- Exercise details -
Transcribe the passage about Anchorage students returning to in-person school below, between "At Anchorage’s Tudor" and "and carrying backpacks.", inclusive.

- Quoted passage -
At Anchorage’s Tudor Elementary School on Wednesday morning, children arrived by school bus, taxi, car and on foot, all wearing face masks and carrying backpacks.
Children scrambled out of their parents’ vehicles and dashed toward the building’s entrance, ready for the first day of in-person school since March.
Principal Nicole Sommerville, with spare face masks in hand, stood outside and greeted children and parents as they arrived, handing out masks when needed and directing children to their classrooms.
Similar scenes unfolded at elementary schools across the city as the Anchorage School District launched its plan to phase students back into classrooms, beginning with the district’s youngest students. Most elementary students in pre-kindergarten through second grade, and special education students in self-contained classrooms through the sixth grade, are in the first wave of students to return.
Sommerville expected about 170 students to return to in-person learning at Tudor Elementary, she said.

- Available data -
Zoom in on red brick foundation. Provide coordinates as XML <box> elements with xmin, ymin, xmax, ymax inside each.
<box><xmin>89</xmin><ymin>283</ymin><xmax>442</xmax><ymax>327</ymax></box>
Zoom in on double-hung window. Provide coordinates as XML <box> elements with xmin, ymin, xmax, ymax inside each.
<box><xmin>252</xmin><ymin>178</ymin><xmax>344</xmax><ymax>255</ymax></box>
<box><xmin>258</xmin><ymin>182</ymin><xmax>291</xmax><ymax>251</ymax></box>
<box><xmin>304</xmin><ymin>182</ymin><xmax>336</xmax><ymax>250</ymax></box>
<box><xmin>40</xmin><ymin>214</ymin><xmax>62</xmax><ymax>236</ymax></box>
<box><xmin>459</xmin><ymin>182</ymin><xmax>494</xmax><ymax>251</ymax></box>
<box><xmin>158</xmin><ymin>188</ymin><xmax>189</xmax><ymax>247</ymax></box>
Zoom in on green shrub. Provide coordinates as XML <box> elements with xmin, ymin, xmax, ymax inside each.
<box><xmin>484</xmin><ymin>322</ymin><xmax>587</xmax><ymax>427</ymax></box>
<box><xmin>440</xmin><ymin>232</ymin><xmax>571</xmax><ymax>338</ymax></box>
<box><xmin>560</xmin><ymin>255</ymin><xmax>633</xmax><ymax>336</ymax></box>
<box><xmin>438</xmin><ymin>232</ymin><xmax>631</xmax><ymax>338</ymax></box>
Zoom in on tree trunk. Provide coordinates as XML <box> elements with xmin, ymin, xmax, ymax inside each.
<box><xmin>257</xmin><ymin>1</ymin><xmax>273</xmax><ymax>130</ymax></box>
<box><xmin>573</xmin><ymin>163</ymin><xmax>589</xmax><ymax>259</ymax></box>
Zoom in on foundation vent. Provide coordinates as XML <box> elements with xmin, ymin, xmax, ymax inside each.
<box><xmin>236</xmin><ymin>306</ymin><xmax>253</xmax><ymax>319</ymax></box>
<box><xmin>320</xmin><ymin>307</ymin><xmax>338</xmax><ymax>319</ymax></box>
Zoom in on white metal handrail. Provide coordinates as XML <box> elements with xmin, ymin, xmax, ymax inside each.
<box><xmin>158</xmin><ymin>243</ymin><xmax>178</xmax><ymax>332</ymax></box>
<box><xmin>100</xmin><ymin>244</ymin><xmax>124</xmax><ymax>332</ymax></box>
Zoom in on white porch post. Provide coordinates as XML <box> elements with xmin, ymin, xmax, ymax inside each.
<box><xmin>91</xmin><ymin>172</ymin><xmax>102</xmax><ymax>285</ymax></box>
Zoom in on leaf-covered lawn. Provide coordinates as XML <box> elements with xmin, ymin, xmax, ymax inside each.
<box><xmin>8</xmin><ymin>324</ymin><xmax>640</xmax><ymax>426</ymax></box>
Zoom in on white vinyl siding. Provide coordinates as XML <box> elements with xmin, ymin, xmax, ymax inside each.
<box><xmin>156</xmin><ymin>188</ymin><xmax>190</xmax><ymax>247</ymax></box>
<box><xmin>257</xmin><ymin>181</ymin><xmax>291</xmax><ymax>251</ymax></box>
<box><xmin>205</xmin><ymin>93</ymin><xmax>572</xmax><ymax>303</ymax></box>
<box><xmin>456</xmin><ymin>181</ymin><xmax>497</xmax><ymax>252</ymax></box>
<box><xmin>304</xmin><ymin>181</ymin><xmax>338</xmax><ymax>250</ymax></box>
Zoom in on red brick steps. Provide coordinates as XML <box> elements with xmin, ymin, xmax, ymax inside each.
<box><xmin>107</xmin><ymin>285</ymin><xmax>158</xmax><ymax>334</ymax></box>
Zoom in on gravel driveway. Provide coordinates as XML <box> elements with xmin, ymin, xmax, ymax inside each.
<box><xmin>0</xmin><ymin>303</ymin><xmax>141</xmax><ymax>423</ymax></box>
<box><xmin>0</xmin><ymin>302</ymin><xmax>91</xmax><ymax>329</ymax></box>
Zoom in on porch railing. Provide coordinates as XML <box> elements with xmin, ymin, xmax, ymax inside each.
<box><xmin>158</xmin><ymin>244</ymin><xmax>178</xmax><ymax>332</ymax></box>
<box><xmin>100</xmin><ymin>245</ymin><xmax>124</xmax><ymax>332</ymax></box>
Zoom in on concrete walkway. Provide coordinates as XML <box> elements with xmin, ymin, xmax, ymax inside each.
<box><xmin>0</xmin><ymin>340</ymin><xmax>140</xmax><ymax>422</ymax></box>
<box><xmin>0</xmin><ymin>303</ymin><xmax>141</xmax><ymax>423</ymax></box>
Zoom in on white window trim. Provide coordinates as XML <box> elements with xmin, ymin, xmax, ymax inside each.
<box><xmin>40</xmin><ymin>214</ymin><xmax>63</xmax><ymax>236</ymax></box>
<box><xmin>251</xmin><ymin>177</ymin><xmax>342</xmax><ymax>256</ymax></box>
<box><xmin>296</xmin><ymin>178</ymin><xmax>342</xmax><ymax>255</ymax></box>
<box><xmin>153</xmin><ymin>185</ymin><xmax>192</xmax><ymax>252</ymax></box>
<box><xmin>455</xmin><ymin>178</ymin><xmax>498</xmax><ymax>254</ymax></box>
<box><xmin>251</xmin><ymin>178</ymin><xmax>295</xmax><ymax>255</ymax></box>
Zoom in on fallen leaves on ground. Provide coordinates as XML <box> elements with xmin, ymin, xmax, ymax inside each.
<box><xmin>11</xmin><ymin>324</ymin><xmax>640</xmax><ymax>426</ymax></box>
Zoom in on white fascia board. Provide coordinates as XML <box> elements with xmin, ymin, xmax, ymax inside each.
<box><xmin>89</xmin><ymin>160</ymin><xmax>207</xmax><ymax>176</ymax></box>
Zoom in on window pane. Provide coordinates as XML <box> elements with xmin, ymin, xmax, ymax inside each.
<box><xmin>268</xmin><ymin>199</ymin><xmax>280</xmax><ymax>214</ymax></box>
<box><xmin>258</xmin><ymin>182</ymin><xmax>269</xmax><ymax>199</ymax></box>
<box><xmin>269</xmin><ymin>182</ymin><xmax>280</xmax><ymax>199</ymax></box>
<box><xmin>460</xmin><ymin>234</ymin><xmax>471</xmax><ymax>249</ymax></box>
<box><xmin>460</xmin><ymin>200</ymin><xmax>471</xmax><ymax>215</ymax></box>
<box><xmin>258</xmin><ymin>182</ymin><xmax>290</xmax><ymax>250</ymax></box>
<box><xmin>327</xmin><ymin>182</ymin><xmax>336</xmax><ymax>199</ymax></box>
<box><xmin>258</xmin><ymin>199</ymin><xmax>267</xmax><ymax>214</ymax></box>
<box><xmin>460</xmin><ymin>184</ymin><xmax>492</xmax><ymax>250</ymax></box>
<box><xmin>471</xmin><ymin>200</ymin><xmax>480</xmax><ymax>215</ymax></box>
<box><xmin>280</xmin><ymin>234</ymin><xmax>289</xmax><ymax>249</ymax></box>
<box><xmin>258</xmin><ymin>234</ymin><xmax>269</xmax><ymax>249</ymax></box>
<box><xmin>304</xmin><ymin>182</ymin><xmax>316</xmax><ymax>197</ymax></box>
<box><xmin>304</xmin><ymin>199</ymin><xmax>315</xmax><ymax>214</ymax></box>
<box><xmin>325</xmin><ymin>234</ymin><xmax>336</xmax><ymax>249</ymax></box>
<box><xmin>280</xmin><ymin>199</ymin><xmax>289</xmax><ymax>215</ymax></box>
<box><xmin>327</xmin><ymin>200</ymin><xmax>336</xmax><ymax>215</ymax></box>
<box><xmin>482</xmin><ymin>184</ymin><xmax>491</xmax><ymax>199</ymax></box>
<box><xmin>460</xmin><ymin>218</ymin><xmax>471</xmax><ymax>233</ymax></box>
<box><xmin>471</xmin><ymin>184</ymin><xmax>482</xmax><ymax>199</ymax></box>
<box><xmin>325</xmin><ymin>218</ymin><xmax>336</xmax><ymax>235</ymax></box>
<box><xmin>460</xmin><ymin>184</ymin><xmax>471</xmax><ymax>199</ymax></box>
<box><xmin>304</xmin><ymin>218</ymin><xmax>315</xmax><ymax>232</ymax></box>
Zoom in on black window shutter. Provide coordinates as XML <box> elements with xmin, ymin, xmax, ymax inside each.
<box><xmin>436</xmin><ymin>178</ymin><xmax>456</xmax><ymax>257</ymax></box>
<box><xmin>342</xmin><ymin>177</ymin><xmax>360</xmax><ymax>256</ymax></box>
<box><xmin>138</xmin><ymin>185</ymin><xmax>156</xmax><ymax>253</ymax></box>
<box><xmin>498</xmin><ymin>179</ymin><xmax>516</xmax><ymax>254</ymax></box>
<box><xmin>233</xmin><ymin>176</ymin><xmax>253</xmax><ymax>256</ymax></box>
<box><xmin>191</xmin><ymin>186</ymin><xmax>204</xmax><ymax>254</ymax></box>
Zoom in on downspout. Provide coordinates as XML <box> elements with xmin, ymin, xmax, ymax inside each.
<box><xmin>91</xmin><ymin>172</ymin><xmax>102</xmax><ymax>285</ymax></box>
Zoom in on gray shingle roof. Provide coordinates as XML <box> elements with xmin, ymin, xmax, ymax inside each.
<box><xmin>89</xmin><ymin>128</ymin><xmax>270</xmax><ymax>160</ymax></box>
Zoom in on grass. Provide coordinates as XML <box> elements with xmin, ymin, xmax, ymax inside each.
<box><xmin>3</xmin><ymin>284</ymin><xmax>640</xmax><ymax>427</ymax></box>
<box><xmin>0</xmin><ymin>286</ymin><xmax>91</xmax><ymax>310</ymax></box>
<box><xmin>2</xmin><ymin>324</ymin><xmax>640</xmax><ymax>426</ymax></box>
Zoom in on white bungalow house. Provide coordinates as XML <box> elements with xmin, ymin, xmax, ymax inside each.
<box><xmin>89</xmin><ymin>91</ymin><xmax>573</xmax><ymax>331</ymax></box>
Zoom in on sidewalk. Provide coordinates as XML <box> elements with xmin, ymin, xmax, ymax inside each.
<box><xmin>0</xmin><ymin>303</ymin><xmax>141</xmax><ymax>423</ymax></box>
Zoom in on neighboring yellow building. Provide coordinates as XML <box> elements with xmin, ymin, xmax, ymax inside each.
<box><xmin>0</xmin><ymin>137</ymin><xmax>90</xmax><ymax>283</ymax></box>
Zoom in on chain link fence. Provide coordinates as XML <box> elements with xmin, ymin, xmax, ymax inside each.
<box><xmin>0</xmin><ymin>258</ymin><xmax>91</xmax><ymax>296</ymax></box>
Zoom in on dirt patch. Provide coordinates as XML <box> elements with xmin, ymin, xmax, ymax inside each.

- Answer box -
At Anchorage’s Tudor Elementary School on Wednesday morning, children arrived by school bus, taxi, car and on foot, all wearing face masks and carrying backpacks.